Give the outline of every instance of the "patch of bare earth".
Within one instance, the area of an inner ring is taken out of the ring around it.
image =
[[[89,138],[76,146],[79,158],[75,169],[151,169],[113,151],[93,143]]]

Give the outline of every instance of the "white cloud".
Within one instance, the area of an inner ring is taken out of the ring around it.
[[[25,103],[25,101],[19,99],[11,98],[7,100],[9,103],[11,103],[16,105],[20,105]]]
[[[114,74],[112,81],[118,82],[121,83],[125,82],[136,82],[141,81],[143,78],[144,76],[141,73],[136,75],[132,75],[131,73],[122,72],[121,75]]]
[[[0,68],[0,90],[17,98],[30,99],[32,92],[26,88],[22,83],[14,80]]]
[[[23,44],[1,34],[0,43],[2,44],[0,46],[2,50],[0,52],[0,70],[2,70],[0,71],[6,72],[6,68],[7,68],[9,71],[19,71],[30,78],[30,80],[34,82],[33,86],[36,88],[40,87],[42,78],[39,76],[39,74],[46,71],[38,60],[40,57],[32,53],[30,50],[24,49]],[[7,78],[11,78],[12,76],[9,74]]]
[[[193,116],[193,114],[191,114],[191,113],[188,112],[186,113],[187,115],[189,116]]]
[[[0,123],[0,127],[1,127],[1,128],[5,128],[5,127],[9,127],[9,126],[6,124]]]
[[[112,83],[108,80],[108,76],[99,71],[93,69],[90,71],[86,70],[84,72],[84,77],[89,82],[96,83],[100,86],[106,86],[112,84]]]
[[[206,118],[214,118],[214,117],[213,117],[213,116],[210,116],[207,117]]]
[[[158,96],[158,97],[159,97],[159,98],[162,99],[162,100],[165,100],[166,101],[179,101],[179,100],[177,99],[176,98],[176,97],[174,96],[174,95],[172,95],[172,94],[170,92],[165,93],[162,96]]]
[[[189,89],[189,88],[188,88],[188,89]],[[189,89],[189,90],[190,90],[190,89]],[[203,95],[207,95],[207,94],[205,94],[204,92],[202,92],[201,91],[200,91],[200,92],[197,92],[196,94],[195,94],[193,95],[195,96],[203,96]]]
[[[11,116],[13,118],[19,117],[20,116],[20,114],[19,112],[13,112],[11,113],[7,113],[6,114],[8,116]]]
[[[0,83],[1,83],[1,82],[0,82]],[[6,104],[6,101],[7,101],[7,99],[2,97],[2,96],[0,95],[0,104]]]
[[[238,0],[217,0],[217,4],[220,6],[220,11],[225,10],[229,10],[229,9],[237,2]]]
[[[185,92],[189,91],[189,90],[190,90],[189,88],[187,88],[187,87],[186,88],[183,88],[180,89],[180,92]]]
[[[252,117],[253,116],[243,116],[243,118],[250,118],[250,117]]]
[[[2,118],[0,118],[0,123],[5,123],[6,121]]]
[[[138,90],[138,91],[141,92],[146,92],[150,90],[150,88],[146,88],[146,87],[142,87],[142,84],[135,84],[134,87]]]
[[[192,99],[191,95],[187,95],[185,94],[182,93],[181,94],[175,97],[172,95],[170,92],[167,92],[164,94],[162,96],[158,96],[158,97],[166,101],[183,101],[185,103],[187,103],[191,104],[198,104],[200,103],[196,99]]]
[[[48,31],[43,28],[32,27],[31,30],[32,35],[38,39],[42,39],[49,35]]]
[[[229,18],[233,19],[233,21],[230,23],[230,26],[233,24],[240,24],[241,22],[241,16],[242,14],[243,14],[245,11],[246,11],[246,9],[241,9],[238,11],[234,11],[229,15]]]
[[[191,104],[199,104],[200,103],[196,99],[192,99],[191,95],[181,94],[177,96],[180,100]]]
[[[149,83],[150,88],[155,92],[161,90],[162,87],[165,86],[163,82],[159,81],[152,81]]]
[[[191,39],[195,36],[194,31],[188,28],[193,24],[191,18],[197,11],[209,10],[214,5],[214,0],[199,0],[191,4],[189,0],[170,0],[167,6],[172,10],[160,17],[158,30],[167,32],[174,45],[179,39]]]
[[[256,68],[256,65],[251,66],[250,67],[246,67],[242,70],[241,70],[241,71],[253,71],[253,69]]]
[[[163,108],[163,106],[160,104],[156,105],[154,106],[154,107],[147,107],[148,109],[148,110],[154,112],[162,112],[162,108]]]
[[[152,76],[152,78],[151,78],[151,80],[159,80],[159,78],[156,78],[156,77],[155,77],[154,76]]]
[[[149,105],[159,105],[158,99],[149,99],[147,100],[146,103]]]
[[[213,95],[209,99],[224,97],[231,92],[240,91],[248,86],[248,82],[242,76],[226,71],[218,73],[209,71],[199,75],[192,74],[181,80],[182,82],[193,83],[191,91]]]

**Goal**
Transcribe the material above word for word.

**Exercise answer**
Give the outline of every instance of the "patch of bare earth".
Within one instance, the area of an inner ring is taken out of the ring around it.
image =
[[[89,138],[76,146],[79,158],[75,169],[151,169],[113,151],[93,143]]]

Give the outline of every instance of the "white cloud".
Within one instance, the area of an inner ring is taken out of the ring around it.
[[[25,103],[25,101],[19,99],[11,98],[7,100],[9,103],[11,103],[16,105],[20,105]]]
[[[114,74],[112,81],[118,82],[121,83],[125,82],[136,82],[141,81],[143,78],[144,76],[141,73],[136,75],[132,75],[131,73],[122,72],[121,75]]]
[[[0,68],[0,90],[17,98],[30,99],[32,92],[26,88],[22,83],[14,80]]]
[[[23,44],[1,34],[0,43],[2,44],[0,46],[2,50],[0,52],[0,70],[2,70],[0,71],[6,72],[6,68],[7,68],[9,71],[19,71],[30,78],[30,80],[34,82],[33,86],[36,88],[40,87],[42,78],[39,76],[39,74],[46,71],[38,60],[40,57],[32,53],[30,50],[24,49]],[[7,78],[11,78],[12,76],[9,74]]]
[[[193,116],[193,114],[191,114],[191,113],[188,112],[186,113],[187,115],[189,116]]]
[[[0,123],[0,127],[1,127],[1,128],[5,128],[5,127],[9,127],[9,126],[6,124]]]
[[[112,83],[108,80],[108,76],[99,71],[93,69],[90,71],[86,70],[84,72],[84,77],[89,82],[96,83],[100,86],[106,86],[112,84]]]
[[[206,118],[214,118],[214,117],[213,117],[213,116],[210,116],[207,117]]]
[[[158,96],[158,97],[159,97],[159,98],[162,99],[162,100],[165,100],[166,101],[179,101],[179,100],[177,99],[176,98],[176,97],[174,96],[174,95],[172,95],[172,94],[170,92],[165,93],[162,96]]]
[[[189,89],[189,88],[188,88],[188,89]],[[189,89],[189,90],[190,90],[190,89]],[[203,95],[207,95],[207,94],[205,94],[204,92],[202,92],[201,91],[200,91],[200,92],[197,92],[196,94],[195,94],[193,95],[195,96],[203,96]]]
[[[11,116],[13,118],[19,117],[20,116],[20,114],[19,112],[13,112],[11,113],[7,113],[6,114],[8,116]]]
[[[0,83],[1,83],[1,82],[0,82]],[[6,104],[6,101],[7,101],[7,99],[2,97],[2,96],[0,95],[0,104]]]
[[[238,0],[217,0],[217,4],[220,6],[220,11],[225,10],[229,10],[229,9],[237,2]]]
[[[185,92],[189,91],[189,90],[190,90],[189,88],[187,88],[187,87],[186,88],[183,88],[180,89],[180,92]]]
[[[252,117],[253,116],[243,116],[243,118],[250,118],[250,117]]]
[[[2,118],[0,118],[0,123],[5,123],[6,121]]]
[[[138,90],[138,91],[141,92],[146,92],[150,90],[150,88],[146,88],[146,87],[142,87],[142,84],[135,84],[134,87]]]
[[[192,99],[191,95],[187,95],[185,94],[182,93],[181,94],[175,97],[172,95],[170,92],[167,92],[164,94],[162,96],[158,96],[158,97],[166,101],[183,101],[185,103],[187,103],[191,104],[198,104],[200,103],[196,99]]]
[[[48,31],[43,28],[32,27],[31,30],[32,35],[38,39],[42,39],[49,35]]]
[[[229,18],[233,19],[233,21],[230,23],[230,26],[233,24],[240,24],[241,22],[241,16],[242,14],[243,14],[245,11],[246,11],[246,9],[241,9],[238,11],[234,11],[229,15]]]
[[[191,104],[199,104],[200,103],[196,99],[192,99],[191,95],[181,94],[177,96],[180,100]]]
[[[149,83],[150,88],[155,92],[161,90],[162,87],[165,86],[163,82],[159,81],[152,81]]]
[[[191,39],[195,36],[194,31],[188,28],[193,24],[191,18],[197,11],[209,10],[214,5],[214,0],[199,0],[191,4],[189,0],[170,0],[167,6],[172,10],[160,17],[158,30],[167,32],[174,45],[179,39]]]
[[[256,68],[256,65],[251,66],[250,67],[246,67],[242,70],[241,70],[241,71],[253,71],[253,69]]]
[[[163,108],[163,106],[160,104],[156,105],[154,106],[154,107],[147,107],[148,109],[148,110],[154,112],[162,112],[162,108]]]
[[[152,76],[152,78],[151,78],[151,80],[159,80],[159,78],[156,78],[156,77],[155,77],[154,76]]]
[[[149,105],[159,105],[158,99],[149,99],[147,100],[146,103]]]
[[[213,95],[209,99],[224,97],[231,92],[240,91],[248,86],[248,82],[242,76],[226,71],[218,73],[209,71],[199,75],[192,74],[181,80],[182,82],[193,83],[191,91]]]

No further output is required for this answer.